→ Data records
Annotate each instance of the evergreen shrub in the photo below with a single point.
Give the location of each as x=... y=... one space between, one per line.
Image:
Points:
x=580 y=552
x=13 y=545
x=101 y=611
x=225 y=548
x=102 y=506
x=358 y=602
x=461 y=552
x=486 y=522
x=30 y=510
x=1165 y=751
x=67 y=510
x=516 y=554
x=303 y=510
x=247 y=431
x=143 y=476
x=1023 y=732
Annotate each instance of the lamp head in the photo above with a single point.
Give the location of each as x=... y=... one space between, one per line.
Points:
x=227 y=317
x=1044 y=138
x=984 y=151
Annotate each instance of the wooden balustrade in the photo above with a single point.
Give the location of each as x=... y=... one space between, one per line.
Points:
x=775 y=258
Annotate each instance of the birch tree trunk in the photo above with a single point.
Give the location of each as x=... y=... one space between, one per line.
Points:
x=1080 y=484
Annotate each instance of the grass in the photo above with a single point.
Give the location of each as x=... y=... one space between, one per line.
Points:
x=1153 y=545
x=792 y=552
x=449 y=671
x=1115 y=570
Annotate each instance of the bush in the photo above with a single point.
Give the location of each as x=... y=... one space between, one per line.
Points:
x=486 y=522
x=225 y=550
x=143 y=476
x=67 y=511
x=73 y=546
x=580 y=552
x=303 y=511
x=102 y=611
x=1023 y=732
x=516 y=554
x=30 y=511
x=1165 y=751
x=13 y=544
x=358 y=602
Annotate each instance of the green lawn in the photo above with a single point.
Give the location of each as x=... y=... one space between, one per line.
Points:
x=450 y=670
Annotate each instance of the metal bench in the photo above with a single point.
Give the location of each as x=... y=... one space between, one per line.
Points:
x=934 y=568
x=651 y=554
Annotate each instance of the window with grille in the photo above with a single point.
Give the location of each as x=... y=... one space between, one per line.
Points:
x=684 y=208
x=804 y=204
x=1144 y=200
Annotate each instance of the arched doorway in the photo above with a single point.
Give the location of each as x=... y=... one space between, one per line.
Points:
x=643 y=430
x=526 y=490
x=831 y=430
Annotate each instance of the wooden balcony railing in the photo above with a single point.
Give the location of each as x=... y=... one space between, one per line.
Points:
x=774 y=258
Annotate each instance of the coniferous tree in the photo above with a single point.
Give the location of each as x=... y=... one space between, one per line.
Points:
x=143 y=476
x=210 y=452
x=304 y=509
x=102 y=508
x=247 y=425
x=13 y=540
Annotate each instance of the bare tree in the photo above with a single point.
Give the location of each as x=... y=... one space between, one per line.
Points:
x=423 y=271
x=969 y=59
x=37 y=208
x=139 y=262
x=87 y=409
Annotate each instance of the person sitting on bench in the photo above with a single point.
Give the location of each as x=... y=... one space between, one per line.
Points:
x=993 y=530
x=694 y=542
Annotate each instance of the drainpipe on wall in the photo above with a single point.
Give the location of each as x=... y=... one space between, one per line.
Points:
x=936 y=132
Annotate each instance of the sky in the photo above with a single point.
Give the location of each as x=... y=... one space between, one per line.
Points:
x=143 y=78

→ What to work on
The full set of entries must be printed again without any alteration.

→ Task response
Annotate each instance of the evergreen shrub in the photo below with a single point.
Give the location of each as x=... y=... one space between, one per line.
Image:
Points:
x=580 y=552
x=13 y=545
x=101 y=611
x=225 y=548
x=102 y=506
x=358 y=602
x=461 y=552
x=486 y=522
x=30 y=510
x=1165 y=751
x=67 y=510
x=516 y=554
x=303 y=510
x=247 y=431
x=143 y=476
x=1023 y=732
Annotate each instance of the lamp head in the photo above with a single point.
Give the location of each as x=... y=... one space between, one per line.
Points:
x=227 y=317
x=1044 y=138
x=984 y=151
Annotate each instance of the wooden balustrade in the photo above with a single point.
Give the location of each as x=... y=... one space between, one per line.
Points:
x=775 y=258
Annotate each instance of the birch tree trunk in the photo above with a single point.
Give the location of each as x=... y=... one space between, one per line.
Points:
x=1080 y=484
Annotate each instance of the grass in the photo above with a single point.
Give the location of each as x=... y=... one space between, one per line.
Points:
x=1153 y=545
x=792 y=552
x=449 y=671
x=1115 y=570
Annotate each instance of the bush in the photo above with a single point.
Give the location of each as x=... y=... one space between, one per line.
Points:
x=486 y=522
x=225 y=550
x=143 y=476
x=67 y=511
x=73 y=546
x=580 y=552
x=303 y=511
x=102 y=611
x=1023 y=732
x=516 y=554
x=30 y=511
x=1165 y=751
x=13 y=544
x=358 y=602
Annotate each instance of the green lawn in the photo above with a single point.
Give the location of each as x=... y=... one space between, one per line.
Points:
x=450 y=670
Annotate each instance of the metal bench in the photo above with a single point.
Give the location of each as x=... y=... one space between, one per line.
Points:
x=934 y=568
x=651 y=554
Annotate each instance of the window with grille in the photo above with a single point.
Give the location of each as x=... y=... one space between, one per line.
Points:
x=684 y=208
x=804 y=204
x=1144 y=200
Annotate each instance of the arched doorway in the photo above with a single point.
Give the location of each as x=... y=... one space between, one per line.
Points:
x=643 y=430
x=526 y=490
x=831 y=430
Annotate each instance of the wooden balcony railing in the photo above with a single point.
Give the location of each as x=... y=... one space between, one per line.
Points:
x=774 y=258
Annotate each instance of the coniferous tree in the photo above with a single point.
Give the location of each as x=... y=... one space between, one per line.
Points:
x=143 y=476
x=210 y=452
x=304 y=509
x=102 y=508
x=247 y=425
x=13 y=540
Annotate each instance of the bare tree in the photo above with a single point.
Give the location of each as x=... y=... one space between, one per line.
Points:
x=423 y=271
x=969 y=59
x=37 y=208
x=139 y=262
x=87 y=409
Annotate each instance of the person sitting on bench in the photo above with a single point.
Give the location of each as x=... y=... one space between, one per line.
Points:
x=993 y=530
x=694 y=542
Annotate each instance of the drainpipe on wall in the photo above with a single point.
Give the location of each as x=... y=... one space between, one per line.
Points:
x=936 y=132
Annotate each instance of the sky in the photo above with a single point.
Give the location of each as x=... y=... one space between, one per line.
Points:
x=143 y=78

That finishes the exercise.